Stated goal: Extract each line of the listing below that contains the string "innermost".

Provided data:
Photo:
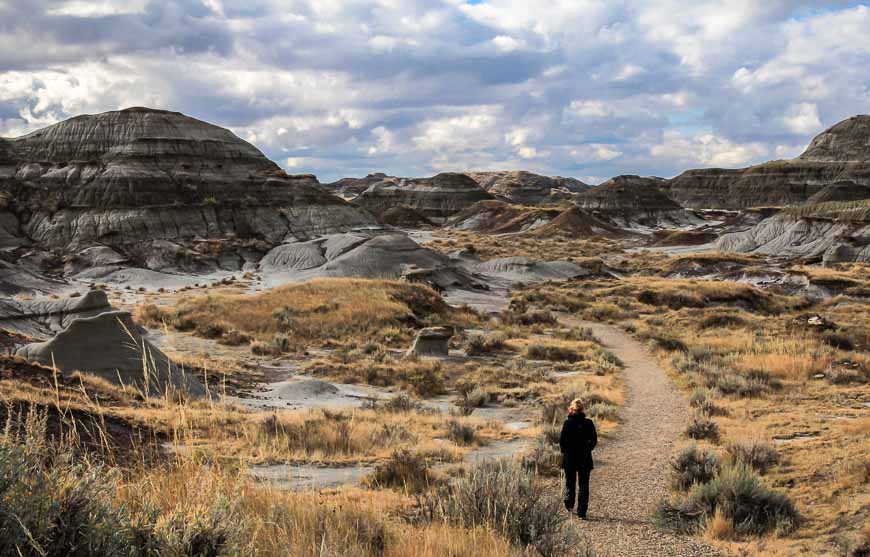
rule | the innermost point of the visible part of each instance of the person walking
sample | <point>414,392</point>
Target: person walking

---

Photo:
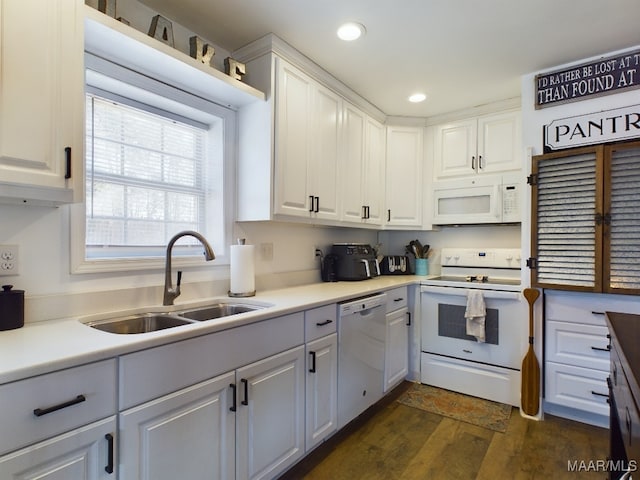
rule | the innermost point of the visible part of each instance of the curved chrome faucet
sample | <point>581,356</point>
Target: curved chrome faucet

Expected answer:
rule | the innermost point of the visible part of each instance of the person walking
rule | the innermost point of the visible part of each instance of the curved chrome faucet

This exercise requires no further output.